• REQUIRED TASK:
Copy out all the material below, substituting "rectangle" for every "bounding box" and leaving everything else unchanged.

........

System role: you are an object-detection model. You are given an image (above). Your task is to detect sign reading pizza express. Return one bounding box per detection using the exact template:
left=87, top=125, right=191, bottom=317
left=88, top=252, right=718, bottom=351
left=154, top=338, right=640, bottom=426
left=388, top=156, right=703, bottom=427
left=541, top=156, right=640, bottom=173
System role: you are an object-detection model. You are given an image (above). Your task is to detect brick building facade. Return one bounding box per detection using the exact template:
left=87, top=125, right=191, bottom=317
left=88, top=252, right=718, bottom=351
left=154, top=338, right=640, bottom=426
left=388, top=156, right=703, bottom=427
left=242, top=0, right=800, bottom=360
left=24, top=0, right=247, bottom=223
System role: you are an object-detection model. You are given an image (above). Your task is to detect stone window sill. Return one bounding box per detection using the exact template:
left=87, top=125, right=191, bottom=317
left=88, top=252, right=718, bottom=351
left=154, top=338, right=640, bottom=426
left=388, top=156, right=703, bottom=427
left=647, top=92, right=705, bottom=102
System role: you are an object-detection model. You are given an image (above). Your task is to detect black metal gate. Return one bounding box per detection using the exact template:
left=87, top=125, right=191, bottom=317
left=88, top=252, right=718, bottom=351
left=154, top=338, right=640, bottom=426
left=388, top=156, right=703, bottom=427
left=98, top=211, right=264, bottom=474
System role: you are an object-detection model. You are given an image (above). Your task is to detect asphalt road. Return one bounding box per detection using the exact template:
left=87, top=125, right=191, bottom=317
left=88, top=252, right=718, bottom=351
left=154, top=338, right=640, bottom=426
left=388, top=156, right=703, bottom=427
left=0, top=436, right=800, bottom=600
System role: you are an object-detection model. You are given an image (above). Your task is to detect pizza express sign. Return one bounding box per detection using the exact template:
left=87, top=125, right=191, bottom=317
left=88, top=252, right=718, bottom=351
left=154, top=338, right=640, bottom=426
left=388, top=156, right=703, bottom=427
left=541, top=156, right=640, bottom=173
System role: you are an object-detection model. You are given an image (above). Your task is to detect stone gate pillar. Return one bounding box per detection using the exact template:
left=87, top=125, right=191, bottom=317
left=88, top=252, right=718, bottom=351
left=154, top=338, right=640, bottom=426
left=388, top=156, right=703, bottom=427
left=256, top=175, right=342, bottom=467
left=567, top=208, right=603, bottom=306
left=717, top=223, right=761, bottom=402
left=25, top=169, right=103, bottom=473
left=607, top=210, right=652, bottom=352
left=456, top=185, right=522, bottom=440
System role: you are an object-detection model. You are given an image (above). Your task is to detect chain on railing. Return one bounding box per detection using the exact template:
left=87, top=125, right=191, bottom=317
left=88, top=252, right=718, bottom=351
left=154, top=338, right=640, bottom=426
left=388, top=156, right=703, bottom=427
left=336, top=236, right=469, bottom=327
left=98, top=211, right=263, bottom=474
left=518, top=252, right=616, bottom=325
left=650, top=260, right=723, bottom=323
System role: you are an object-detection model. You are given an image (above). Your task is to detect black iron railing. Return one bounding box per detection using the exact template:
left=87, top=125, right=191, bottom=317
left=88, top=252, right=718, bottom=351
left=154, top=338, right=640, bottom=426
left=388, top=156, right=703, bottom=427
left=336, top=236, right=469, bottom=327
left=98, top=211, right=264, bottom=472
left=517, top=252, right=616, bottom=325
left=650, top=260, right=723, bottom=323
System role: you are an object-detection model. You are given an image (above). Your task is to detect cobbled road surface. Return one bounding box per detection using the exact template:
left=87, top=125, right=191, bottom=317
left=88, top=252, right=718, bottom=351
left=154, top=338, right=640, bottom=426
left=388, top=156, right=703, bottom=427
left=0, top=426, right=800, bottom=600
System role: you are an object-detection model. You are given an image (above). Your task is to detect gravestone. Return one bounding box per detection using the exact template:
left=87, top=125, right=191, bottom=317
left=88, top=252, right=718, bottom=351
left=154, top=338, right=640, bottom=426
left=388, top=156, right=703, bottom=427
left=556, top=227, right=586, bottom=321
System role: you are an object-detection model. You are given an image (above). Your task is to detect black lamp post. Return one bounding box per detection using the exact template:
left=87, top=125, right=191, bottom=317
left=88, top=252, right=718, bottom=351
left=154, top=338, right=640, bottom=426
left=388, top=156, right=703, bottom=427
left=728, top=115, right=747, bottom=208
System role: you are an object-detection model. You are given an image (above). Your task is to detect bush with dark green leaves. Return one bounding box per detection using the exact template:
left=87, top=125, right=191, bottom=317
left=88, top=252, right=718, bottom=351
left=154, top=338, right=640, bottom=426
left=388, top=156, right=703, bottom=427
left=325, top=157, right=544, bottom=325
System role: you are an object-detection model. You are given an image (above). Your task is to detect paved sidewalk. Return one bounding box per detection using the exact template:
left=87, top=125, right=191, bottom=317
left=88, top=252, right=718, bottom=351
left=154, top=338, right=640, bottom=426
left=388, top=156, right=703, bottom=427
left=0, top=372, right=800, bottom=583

........

• ANSWER FOR THE TASK:
System role: you are an object-detection model. You are given an image (above). Your task is to detect sign reading pizza express. Return one rectangle per detection using the exact template:
left=87, top=125, right=191, bottom=317
left=88, top=252, right=718, bottom=351
left=154, top=338, right=640, bottom=426
left=388, top=156, right=703, bottom=427
left=541, top=156, right=640, bottom=173
System role: you are an object-detection model. You are given an image (above). Your task is to detect brick building facade. Return one rectangle per detection using the exact template:
left=87, top=125, right=191, bottom=317
left=88, top=252, right=718, bottom=351
left=154, top=338, right=640, bottom=426
left=388, top=156, right=703, bottom=427
left=242, top=0, right=800, bottom=360
left=24, top=0, right=247, bottom=223
System role: you are an object-detection model. You are given an image (above). Your task is to detect stone window sill. Return one rectangle per detection using the exact template:
left=87, top=125, right=191, bottom=317
left=88, top=252, right=718, bottom=351
left=154, top=338, right=640, bottom=426
left=388, top=156, right=703, bottom=427
left=647, top=92, right=705, bottom=102
System role: you are an object-detection model. You are given an image (above). Your task is to detect black metal gate. Return one rectangle per detection using the exact template:
left=87, top=125, right=191, bottom=317
left=88, top=252, right=718, bottom=351
left=154, top=338, right=640, bottom=426
left=388, top=156, right=703, bottom=427
left=98, top=211, right=264, bottom=474
System role: you are an object-detection model. You are given an image (above). Your task is to detect asphalt road. Return one rectangle per detection using the exact template:
left=87, top=125, right=191, bottom=317
left=88, top=252, right=718, bottom=351
left=154, top=338, right=640, bottom=426
left=388, top=156, right=703, bottom=427
left=0, top=436, right=800, bottom=600
System role: you are an object-detection model. You are given an image (above). Your task is to detect pizza express sign. Return one rectangle per detection using the exact template:
left=87, top=125, right=191, bottom=317
left=88, top=252, right=718, bottom=351
left=154, top=338, right=640, bottom=426
left=388, top=156, right=703, bottom=427
left=541, top=156, right=640, bottom=173
System role: you are an object-detection model. You are given an image (above). Your task is to detect stone gate pillar. Return one rectangle per detection using the exact template:
left=87, top=125, right=191, bottom=317
left=88, top=252, right=718, bottom=351
left=154, top=338, right=640, bottom=426
left=388, top=156, right=703, bottom=427
left=256, top=175, right=342, bottom=467
left=567, top=208, right=603, bottom=306
left=717, top=223, right=761, bottom=402
left=25, top=169, right=103, bottom=473
left=607, top=210, right=652, bottom=352
left=456, top=185, right=522, bottom=440
System role: you are an object-detection model. You are given an image (above). Your task is to detect chain on railing. Return one rectangle per detection using the exact template:
left=87, top=125, right=191, bottom=317
left=88, top=252, right=718, bottom=351
left=154, top=338, right=640, bottom=426
left=388, top=156, right=703, bottom=427
left=336, top=236, right=469, bottom=327
left=98, top=211, right=263, bottom=474
left=518, top=252, right=616, bottom=325
left=650, top=260, right=723, bottom=323
System role: you are an object-detection model. You are given an image (above). Your task is to detect black iron railing. Return one rectangle per detection using the exact template:
left=87, top=125, right=191, bottom=317
left=88, top=252, right=718, bottom=351
left=154, top=338, right=640, bottom=426
left=388, top=156, right=703, bottom=427
left=336, top=236, right=469, bottom=327
left=98, top=211, right=264, bottom=472
left=517, top=252, right=616, bottom=325
left=650, top=260, right=723, bottom=323
System role: you are an object-detection model. You are given an image (above). Your task is to detect cobbled road surface. Return one rectangle per detection using the exact template:
left=87, top=125, right=191, bottom=317
left=88, top=252, right=718, bottom=351
left=154, top=338, right=640, bottom=426
left=388, top=156, right=703, bottom=427
left=0, top=426, right=800, bottom=600
System role: you are an object-detection model. You are given an image (above). Your task is to detect gravestone. Return one rectangle per detection using the exact template:
left=87, top=125, right=191, bottom=317
left=88, top=252, right=718, bottom=351
left=154, top=338, right=640, bottom=426
left=388, top=156, right=703, bottom=427
left=556, top=227, right=586, bottom=321
System role: you are an object-detection model. You are given an image (above). Your task is to detect black lamp post. Return one rectangle per detection using the exact template:
left=87, top=125, right=191, bottom=317
left=88, top=252, right=718, bottom=351
left=154, top=338, right=640, bottom=426
left=388, top=156, right=703, bottom=427
left=728, top=115, right=747, bottom=208
System role: you are an object-detection model. You are given an image (above). Your task is to detect bush with dark green leaves. Return one rectangle per detection using the exact template:
left=87, top=125, right=191, bottom=317
left=88, top=252, right=718, bottom=351
left=154, top=338, right=640, bottom=426
left=388, top=156, right=703, bottom=427
left=325, top=157, right=544, bottom=325
System role: you are an object-detection model. You are given an image (above). Your task is to detect paved sidewalk. Return one rectangle per detection using the exact template:
left=87, top=125, right=191, bottom=317
left=88, top=252, right=718, bottom=351
left=154, top=338, right=640, bottom=426
left=388, top=156, right=703, bottom=427
left=0, top=372, right=800, bottom=583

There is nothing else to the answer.